Referring expression pointing data
*** Block opens ***

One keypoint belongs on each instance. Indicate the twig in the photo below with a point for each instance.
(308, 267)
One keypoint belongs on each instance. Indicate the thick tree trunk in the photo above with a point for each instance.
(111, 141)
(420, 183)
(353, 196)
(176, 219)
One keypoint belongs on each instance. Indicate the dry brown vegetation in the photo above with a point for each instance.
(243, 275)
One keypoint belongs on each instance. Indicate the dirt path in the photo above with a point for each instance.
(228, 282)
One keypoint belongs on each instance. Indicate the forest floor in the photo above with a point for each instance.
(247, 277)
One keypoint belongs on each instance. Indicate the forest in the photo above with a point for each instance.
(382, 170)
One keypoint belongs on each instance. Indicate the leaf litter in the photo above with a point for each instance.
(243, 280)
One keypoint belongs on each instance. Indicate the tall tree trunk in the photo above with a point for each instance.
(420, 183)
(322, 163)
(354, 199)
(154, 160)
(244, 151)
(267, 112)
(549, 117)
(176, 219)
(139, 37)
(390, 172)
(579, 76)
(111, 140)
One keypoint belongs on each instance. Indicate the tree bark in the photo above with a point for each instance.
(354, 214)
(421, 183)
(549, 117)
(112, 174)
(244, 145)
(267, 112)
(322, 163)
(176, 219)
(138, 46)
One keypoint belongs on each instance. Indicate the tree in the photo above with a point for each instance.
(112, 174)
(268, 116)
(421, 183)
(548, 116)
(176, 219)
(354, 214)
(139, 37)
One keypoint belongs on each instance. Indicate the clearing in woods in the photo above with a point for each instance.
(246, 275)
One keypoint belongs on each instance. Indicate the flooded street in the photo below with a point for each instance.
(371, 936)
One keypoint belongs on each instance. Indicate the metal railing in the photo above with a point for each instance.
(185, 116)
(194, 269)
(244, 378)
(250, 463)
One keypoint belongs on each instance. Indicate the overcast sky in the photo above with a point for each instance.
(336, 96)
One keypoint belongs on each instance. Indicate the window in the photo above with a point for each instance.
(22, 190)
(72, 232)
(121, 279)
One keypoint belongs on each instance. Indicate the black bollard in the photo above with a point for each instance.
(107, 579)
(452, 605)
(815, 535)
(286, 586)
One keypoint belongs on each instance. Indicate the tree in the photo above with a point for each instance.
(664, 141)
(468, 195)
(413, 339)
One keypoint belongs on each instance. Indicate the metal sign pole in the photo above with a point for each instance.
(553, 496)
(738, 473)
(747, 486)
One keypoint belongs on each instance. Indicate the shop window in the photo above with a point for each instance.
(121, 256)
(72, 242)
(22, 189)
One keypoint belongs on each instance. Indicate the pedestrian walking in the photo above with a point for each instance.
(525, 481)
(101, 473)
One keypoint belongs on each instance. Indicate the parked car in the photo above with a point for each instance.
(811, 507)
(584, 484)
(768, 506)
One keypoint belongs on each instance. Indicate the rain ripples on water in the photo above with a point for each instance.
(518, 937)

*** Block closes ***

What's needed is every entry, returned word for word.

> SOLUTION TO THE EXERCISE
One keypoint belongs on each instance. Indicate the twig in the photo below with a point for each instance.
(308, 267)
One keypoint belongs on each instance. Indicate the thick tree trunk in the photo above with a point for each instance.
(111, 141)
(420, 183)
(353, 196)
(176, 219)
One keypoint belongs on each instance. Indicate the dry brown vegetation in the photo above with a point for each instance.
(243, 275)
One keypoint belongs on each instance. Indicate the dirt path in the photo above with a point for each instance.
(228, 282)
One keypoint belongs on each instance. Indicate the forest floor in the photo above with a point for each instance.
(247, 277)
One keypoint belongs on each instance. Indicate the forest in the photo above with a point for each instance.
(382, 170)
One keypoint belongs on each instance. Indicate the leaf litter in the photo above with a point for each instance.
(243, 280)
One keypoint belongs on each instance. Indicate the tall tree trunk in the photo above with a point for each instance.
(420, 183)
(322, 163)
(354, 199)
(154, 160)
(244, 151)
(267, 112)
(549, 117)
(176, 219)
(139, 37)
(390, 172)
(579, 76)
(111, 140)
One keypoint belongs on each instance. Indicate the tree bark in the photo above with a point for each instance.
(354, 214)
(421, 183)
(549, 117)
(112, 174)
(244, 145)
(267, 112)
(322, 163)
(176, 219)
(138, 46)
One keypoint belongs on each instance. Indicate the tree in the photo above with a point for each instance.
(112, 174)
(268, 116)
(421, 183)
(548, 116)
(176, 219)
(354, 214)
(139, 37)
One keypoint belongs on each instance. Indicate the clearing in woods in the photo above with a point for each instance.
(246, 275)
One keypoint belongs on each instance. Indicate the flooded street in the photo below with a point for each instance.
(371, 936)
One keypoint belongs on each instance. Indicate the metal railing in the photo above with a point for each instance.
(185, 116)
(194, 269)
(244, 378)
(250, 463)
One keypoint belongs on each instance. Indicate the overcast sky in the photo above with a point for each instance.
(336, 96)
One keypoint belongs on each instance. Indicate the window in the photo above with a point for each instance.
(22, 190)
(72, 232)
(121, 279)
One keypoint belongs on each instance. Indicate the black bollard in the photo above with a point for each instance.
(107, 579)
(452, 605)
(815, 535)
(286, 586)
One keypoint belongs on each instance. Indicate the tree in the photo above with a point for each instance.
(664, 141)
(468, 195)
(413, 339)
One keypoint belongs on each instance. Indicate the metal sign pole in the photo above with a point for each instance.
(553, 496)
(738, 473)
(747, 486)
One keypoint belongs on each instance. Indicate the shop window in the photo above with a point for each instance.
(121, 256)
(72, 242)
(22, 189)
One keypoint belongs on each instance. Indicate the pedestrian walking in the photo above with a point for each instance.
(525, 481)
(101, 473)
One keypoint belongs on each instance. Indicate the parked car in the photo above with a point for each instance.
(811, 507)
(584, 484)
(768, 506)
One keypoint belongs on each instance. Indicate the rain ripples on water in the photo above with a point for each instance.
(518, 937)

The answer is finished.